Illustration couple d'amoureux (SIPA)

Illustration couple d'amoureux (SIPA)

 

Du coup, depuis 2005, rien n’a été fait dans ce sens et cette "sexualité" n’est pas envisagée, tant au point du droit que de son application aux personnes en situation de handicap.

Je vais, ci-après, tenter d’en expliquer la complexité en croisant les regards liés à ma propre expérience.

Tout d’abord en tant que père d’un adulte autiste, ensuite en tant qu‘administrateur d’une association gérant plusieurs établissements pour adultes déficients intellectuels avec ou sans handicaps associés, puis en tant que directeur d’établissements d’hébergement pour adultes poly-handicapés dépendants et enfin, en tant que militant d’association de lutte contre la marchandisation du corps humain.

Mon expérience est limitée aux seules situations de handicaps liées aux "accidents de naissance" et n’intègre pas les accidentés de la vie.

En tant que père, un domaine difficile à aborder sereinement

En tant que père, quelle que soit la situation de handicap de son enfant, la sexualité reste un domaine difficile à aborder car le parcours initial est essentiellement médicalisé et protecteur (voire sur-protecteur).

* _Données brutes_:
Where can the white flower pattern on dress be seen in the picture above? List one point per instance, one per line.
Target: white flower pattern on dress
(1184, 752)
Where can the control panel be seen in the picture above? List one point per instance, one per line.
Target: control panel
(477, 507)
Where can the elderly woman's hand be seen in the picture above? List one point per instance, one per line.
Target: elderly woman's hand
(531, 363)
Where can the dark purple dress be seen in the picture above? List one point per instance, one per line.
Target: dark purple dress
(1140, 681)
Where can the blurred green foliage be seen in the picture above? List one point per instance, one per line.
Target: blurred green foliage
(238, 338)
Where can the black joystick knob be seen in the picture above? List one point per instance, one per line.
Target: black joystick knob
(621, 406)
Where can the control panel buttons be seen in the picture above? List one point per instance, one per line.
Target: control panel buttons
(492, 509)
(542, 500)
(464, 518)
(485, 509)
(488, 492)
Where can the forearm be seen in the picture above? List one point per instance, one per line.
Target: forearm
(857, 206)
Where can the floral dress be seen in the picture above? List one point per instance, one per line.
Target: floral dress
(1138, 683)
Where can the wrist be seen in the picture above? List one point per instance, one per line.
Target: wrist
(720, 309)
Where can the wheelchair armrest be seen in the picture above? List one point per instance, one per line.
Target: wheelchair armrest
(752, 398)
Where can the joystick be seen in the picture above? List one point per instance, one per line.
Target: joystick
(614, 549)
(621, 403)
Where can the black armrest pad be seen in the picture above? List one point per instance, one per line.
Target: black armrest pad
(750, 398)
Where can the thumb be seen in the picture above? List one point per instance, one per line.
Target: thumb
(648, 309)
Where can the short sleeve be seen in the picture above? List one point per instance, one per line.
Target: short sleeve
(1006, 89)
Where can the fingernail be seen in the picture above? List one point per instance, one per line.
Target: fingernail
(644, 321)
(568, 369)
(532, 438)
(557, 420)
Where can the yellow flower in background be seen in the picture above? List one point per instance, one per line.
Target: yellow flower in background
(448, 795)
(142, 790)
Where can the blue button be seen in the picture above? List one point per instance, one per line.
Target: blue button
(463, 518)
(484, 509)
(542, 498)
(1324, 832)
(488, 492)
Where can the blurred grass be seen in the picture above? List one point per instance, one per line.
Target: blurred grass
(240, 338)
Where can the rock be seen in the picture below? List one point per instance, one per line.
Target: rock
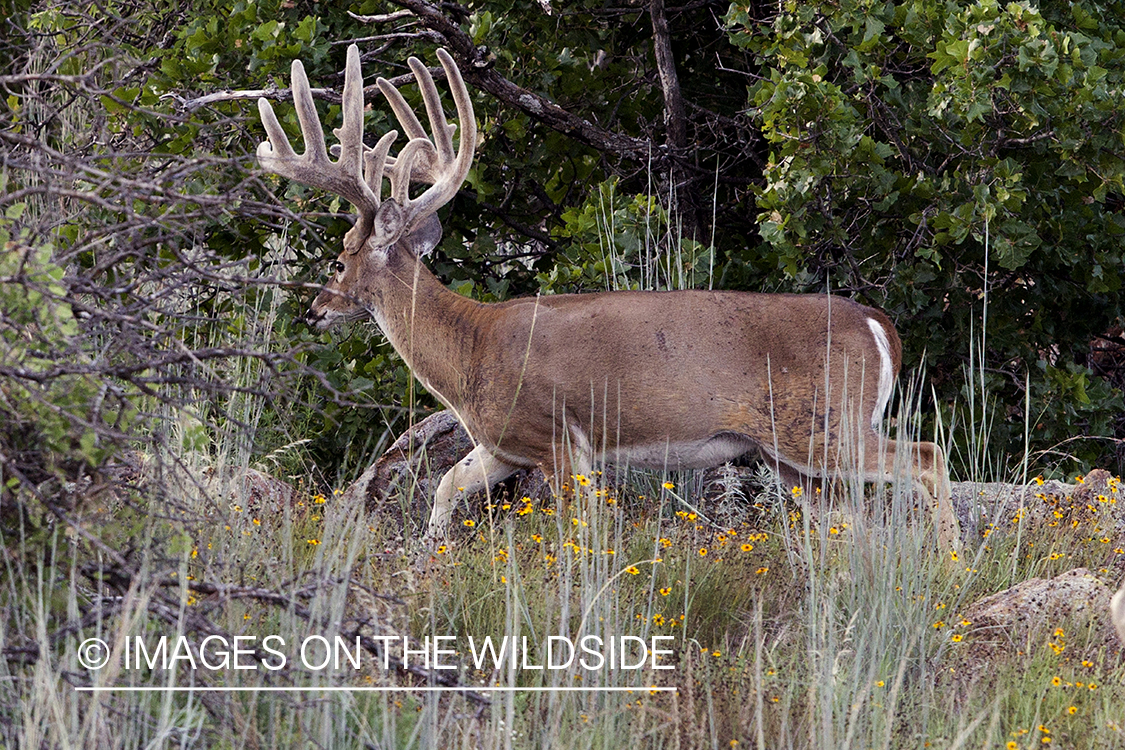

* _À compléter_:
[1] Recopiez mot pour mot le passage de l’extrait sur la sexualité et le handicap qui commence à « En tant que père, un » et se termine à « protecteur (voire sur-protecteur). ».
[2] D’après l’extrait, les affirmations suivantes sont-elles exactes ? Répondez par oui ou non et citez à l’identique les mots qui le montrent.
(a) L’auteur est le père d’un adulte autiste.
(b) L’expérience de l’auteur englobe aussi les accidentés de la vie.
(c) Le parcours initial d’un enfant en situation de handicap est surtout médicalisé et protecteur.
Les items ne sont pas nécessaires pour ce travail.

* _Réponses_:
[1]
En tant que père, un domaine difficile à aborder sereinement

En tant que père, quelle que soit la situation de handicap de son enfant, la sexualité reste un domaine difficile à aborder car le parcours initial est essentiellement médicalisé et protecteur (voire sur-protecteur).

[2]
(a) Oui : « en tant que père d’un adulte autiste ».
(b) Non : « n’intègre pas les accidentés de la vie ».
(c) Oui : « le parcours initial est essentiellement médicalisé et protecteur (voire sur-protecteur) ».